▸ Problem details
Copy each line below containing "field".

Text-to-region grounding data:
——————

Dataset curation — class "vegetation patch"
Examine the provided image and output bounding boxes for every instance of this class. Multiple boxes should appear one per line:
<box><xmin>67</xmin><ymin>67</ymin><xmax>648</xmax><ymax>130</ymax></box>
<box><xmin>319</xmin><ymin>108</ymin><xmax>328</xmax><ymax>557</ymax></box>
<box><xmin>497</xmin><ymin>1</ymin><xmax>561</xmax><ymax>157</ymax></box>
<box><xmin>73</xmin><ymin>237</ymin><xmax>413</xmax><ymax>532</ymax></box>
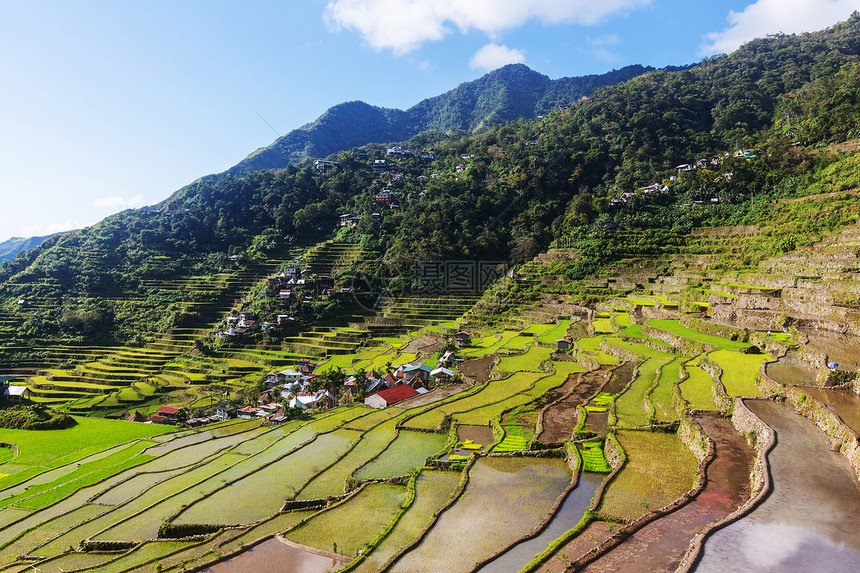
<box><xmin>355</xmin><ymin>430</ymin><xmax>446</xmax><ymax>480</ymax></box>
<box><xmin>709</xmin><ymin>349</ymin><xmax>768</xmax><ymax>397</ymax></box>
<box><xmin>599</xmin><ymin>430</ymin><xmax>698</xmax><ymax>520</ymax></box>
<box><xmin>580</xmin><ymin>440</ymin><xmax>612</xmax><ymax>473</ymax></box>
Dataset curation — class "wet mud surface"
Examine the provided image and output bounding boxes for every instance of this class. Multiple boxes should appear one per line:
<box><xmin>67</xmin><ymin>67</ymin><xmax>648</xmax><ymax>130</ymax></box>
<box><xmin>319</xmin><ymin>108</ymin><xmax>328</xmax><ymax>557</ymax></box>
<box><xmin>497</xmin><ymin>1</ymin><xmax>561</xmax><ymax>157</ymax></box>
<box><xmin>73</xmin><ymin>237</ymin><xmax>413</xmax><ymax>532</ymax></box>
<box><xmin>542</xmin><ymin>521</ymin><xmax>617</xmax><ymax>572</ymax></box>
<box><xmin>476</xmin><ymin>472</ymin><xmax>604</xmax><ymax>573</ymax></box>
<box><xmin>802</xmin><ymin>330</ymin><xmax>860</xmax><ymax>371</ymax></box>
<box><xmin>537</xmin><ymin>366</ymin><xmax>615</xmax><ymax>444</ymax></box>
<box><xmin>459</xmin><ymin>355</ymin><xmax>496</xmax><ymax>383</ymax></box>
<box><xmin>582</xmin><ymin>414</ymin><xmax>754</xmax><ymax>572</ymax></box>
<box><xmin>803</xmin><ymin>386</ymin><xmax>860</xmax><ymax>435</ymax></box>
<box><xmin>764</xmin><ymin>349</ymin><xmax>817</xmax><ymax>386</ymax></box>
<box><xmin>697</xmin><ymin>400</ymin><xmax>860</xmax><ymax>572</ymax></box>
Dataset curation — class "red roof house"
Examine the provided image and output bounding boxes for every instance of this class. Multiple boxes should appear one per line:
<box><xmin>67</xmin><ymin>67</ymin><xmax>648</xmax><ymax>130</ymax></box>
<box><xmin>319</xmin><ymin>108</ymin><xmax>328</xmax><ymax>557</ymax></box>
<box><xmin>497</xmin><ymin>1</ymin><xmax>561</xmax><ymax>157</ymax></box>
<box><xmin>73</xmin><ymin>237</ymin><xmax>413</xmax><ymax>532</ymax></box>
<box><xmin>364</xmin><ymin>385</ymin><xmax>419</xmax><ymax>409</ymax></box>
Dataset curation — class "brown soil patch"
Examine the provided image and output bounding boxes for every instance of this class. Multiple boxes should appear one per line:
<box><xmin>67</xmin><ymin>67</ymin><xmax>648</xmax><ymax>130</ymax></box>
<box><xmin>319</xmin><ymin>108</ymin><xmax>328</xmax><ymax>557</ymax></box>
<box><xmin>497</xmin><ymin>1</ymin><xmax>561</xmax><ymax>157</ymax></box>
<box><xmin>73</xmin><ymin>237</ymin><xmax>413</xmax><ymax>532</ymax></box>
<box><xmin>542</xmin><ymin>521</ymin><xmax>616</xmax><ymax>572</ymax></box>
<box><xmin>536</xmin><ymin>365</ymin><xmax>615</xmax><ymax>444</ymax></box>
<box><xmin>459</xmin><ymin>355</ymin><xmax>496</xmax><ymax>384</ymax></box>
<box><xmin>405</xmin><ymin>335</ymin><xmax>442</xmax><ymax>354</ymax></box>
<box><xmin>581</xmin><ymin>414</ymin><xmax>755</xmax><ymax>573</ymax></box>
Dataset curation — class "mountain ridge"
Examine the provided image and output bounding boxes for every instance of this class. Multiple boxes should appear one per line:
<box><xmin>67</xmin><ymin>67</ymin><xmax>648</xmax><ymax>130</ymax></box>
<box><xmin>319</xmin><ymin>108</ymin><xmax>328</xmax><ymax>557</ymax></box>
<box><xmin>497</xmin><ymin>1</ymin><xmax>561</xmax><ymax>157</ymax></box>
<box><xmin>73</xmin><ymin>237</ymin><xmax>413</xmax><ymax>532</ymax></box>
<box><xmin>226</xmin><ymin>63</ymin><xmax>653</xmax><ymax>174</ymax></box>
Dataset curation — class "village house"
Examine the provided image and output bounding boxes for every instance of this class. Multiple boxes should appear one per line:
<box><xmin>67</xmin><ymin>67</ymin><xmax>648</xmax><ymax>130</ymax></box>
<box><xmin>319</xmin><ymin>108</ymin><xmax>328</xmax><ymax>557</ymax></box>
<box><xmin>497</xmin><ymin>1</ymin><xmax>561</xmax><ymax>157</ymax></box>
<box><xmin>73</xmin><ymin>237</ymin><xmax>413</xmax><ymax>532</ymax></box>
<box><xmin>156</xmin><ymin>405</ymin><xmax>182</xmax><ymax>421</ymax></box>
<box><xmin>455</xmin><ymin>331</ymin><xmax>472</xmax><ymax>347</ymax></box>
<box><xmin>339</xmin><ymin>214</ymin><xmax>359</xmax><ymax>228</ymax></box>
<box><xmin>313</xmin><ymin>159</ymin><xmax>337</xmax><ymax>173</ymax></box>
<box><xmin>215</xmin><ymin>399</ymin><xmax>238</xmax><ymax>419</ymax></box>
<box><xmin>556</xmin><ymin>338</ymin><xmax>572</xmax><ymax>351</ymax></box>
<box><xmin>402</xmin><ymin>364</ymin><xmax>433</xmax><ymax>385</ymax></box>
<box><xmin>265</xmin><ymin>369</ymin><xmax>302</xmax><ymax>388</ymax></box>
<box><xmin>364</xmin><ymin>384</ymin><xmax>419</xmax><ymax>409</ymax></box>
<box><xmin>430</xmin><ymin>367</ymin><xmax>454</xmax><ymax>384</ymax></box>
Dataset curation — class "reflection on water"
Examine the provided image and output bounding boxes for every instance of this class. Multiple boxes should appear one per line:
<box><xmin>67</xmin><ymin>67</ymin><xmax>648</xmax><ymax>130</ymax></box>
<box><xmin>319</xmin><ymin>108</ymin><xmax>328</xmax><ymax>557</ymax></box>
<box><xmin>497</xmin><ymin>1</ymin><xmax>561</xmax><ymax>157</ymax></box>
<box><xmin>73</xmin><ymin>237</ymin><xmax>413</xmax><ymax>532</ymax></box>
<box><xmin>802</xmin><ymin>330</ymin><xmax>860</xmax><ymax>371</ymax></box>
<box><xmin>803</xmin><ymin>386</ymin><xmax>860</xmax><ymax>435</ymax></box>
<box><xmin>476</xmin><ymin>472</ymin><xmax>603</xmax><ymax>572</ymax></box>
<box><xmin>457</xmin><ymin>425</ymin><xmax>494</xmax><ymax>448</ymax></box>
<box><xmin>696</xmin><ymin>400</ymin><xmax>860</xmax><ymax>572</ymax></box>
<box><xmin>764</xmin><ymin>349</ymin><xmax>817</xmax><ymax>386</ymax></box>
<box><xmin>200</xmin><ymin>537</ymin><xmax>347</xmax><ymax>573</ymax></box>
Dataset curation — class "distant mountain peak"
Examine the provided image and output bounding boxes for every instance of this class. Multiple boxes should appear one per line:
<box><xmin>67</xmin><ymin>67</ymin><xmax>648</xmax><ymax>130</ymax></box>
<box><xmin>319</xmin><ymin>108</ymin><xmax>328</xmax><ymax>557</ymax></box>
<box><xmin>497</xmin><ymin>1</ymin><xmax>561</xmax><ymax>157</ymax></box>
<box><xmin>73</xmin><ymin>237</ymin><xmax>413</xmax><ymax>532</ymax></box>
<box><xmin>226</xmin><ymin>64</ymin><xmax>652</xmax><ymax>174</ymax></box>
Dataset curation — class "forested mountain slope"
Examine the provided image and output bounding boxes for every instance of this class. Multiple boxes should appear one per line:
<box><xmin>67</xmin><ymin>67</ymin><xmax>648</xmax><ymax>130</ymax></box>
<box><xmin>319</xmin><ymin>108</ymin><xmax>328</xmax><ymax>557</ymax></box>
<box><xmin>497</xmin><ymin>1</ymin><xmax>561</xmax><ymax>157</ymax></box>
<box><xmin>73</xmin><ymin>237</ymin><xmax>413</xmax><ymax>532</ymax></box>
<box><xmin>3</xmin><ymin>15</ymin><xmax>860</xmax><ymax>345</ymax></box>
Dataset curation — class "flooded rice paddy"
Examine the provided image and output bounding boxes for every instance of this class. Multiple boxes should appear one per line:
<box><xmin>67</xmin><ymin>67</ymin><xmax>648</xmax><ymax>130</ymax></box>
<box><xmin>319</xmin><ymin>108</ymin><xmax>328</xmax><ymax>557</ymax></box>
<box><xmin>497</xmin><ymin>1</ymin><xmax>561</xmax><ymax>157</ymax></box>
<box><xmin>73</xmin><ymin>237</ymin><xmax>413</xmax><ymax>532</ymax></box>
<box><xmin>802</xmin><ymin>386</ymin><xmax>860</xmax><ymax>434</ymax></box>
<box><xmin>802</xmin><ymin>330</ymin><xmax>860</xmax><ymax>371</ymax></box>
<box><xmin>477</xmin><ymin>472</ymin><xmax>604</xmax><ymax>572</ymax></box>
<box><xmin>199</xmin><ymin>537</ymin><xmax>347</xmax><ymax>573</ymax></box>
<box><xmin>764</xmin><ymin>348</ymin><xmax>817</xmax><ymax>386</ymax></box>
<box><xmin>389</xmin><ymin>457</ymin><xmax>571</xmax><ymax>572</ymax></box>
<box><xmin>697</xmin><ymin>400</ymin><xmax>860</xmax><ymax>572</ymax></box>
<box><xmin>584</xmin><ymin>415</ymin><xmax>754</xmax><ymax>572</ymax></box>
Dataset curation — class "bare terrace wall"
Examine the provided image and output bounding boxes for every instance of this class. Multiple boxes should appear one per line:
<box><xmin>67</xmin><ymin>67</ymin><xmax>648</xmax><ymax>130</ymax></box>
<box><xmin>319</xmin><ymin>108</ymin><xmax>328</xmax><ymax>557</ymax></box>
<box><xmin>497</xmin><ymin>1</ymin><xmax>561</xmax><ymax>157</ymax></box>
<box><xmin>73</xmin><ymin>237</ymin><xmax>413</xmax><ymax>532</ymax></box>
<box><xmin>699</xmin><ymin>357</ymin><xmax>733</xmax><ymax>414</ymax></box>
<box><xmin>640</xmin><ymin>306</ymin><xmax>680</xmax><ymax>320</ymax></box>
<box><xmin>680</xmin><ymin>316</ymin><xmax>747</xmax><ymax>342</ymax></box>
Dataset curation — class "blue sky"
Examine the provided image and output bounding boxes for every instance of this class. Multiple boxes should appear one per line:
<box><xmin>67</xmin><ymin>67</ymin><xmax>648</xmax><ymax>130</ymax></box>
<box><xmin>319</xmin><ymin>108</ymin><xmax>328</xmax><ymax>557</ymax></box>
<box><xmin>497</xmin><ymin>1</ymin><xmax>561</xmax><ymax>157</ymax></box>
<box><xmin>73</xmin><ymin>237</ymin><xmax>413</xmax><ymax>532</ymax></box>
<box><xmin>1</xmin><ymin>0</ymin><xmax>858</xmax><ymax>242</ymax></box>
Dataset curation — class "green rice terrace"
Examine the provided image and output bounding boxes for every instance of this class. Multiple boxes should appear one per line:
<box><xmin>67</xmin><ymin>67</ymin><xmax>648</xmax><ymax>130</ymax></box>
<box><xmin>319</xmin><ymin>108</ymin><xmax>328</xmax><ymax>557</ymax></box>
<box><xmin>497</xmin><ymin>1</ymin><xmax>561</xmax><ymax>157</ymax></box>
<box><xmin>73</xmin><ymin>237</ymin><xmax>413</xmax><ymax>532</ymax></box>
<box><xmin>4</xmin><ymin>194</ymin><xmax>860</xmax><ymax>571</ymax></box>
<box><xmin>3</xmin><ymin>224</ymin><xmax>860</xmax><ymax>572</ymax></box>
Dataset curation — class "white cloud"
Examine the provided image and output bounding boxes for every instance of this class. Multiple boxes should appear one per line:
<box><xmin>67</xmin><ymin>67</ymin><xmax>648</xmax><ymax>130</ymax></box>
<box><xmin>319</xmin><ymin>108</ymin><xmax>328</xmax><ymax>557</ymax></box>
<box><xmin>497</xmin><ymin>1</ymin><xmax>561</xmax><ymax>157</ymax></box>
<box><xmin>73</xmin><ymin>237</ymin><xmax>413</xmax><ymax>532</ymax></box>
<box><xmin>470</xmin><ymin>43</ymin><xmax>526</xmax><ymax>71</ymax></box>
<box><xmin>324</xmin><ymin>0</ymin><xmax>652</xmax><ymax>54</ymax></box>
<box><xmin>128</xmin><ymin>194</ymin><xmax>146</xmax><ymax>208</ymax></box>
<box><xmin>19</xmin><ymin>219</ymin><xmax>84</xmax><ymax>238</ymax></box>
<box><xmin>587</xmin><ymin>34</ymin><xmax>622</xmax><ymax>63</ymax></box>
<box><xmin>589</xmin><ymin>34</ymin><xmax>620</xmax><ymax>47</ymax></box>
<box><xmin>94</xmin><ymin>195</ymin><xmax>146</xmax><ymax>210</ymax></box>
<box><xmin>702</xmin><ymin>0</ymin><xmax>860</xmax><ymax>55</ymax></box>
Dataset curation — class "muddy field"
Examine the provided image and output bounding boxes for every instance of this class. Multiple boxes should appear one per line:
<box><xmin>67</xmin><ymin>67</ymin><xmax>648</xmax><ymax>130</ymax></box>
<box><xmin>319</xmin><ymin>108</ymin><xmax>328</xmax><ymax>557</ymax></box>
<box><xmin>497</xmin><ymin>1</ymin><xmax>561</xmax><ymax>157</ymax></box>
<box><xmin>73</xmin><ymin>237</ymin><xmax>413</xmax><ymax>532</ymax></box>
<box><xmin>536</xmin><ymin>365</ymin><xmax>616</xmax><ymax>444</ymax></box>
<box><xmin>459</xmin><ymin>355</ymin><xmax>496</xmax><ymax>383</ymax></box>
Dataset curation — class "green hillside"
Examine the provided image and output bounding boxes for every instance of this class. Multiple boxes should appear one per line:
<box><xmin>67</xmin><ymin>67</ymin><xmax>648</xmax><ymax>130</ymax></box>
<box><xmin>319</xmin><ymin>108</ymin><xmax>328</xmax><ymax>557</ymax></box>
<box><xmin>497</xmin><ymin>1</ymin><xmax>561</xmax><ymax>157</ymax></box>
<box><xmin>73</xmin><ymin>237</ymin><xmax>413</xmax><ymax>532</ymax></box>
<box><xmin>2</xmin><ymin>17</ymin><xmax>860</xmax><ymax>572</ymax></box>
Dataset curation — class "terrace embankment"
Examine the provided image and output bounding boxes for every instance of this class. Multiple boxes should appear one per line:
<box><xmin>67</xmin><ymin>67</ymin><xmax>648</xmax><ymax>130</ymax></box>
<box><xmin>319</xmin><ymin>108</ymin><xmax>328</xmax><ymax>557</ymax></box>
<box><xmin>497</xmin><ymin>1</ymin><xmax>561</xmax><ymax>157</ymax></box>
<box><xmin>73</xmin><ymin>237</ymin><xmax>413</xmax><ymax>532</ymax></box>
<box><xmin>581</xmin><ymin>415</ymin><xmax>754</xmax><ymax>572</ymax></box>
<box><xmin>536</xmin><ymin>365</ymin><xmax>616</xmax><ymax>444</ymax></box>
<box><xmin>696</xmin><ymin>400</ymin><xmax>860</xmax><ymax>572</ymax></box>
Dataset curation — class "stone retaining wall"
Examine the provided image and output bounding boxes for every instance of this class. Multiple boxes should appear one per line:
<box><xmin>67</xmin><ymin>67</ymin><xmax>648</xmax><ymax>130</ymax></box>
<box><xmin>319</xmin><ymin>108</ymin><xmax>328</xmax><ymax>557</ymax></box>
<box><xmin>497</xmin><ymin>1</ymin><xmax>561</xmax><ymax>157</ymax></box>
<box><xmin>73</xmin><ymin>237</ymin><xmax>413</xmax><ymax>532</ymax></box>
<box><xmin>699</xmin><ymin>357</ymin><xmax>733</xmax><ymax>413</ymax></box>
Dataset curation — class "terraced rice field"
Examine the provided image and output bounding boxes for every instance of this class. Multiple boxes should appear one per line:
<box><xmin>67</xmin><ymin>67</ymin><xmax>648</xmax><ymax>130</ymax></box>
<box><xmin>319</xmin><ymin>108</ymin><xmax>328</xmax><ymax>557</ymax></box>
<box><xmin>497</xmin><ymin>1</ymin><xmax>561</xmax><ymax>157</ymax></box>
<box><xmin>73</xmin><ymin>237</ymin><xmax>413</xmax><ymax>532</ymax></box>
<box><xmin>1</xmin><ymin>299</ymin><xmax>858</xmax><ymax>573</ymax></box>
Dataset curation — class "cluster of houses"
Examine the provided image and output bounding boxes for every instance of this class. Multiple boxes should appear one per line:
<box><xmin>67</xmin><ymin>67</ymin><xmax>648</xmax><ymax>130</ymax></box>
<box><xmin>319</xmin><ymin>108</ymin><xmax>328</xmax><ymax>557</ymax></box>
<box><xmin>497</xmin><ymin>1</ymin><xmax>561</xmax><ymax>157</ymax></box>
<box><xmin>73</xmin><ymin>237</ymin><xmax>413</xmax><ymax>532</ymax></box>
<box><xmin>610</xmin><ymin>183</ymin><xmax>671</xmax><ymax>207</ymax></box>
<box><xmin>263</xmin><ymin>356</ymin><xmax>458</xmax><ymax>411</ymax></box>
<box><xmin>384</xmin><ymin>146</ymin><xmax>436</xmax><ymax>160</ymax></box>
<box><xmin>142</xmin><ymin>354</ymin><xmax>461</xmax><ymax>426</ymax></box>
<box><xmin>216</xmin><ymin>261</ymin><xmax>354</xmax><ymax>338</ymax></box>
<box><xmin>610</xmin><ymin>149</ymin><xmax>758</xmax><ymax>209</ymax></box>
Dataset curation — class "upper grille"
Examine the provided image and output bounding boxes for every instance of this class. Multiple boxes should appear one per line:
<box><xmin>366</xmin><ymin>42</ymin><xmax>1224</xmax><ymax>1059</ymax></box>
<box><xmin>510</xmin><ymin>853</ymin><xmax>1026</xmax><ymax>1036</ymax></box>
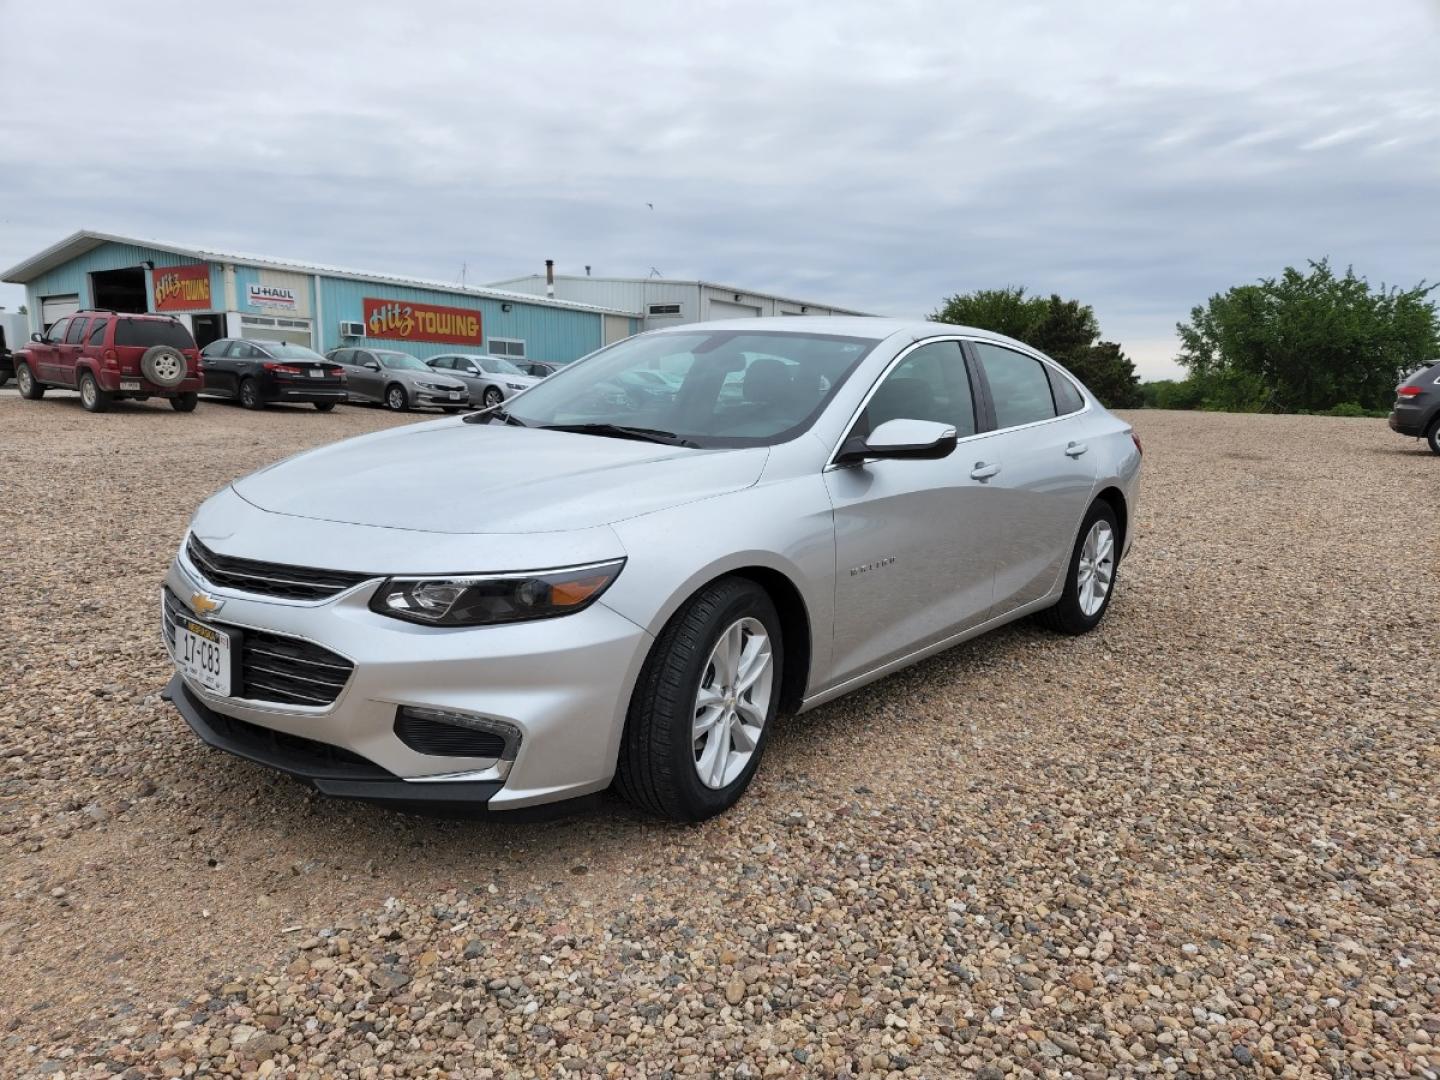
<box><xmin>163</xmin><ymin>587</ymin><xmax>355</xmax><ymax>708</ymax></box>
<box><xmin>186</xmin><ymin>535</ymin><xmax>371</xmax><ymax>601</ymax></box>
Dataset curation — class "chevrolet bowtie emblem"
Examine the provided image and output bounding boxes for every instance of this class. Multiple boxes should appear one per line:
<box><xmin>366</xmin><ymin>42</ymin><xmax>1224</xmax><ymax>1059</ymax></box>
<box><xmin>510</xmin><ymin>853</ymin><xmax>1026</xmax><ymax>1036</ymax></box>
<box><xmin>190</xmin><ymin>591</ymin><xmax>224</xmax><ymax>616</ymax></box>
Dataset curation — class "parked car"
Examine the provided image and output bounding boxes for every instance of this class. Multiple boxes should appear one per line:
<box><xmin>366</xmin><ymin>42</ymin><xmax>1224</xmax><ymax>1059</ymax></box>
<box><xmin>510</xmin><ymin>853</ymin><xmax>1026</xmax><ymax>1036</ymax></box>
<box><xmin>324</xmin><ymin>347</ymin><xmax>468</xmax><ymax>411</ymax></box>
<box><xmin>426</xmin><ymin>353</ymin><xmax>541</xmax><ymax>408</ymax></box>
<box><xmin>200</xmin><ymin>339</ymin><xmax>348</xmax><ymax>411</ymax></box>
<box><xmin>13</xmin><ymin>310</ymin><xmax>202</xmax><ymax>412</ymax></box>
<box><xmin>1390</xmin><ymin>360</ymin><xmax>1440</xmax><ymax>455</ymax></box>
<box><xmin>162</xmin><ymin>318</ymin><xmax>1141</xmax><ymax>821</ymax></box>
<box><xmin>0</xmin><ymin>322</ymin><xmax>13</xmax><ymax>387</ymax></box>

——————

▸ Solution to the exercise
Dataset curation — class "muddy field"
Dataset curation — class "terraced rice field"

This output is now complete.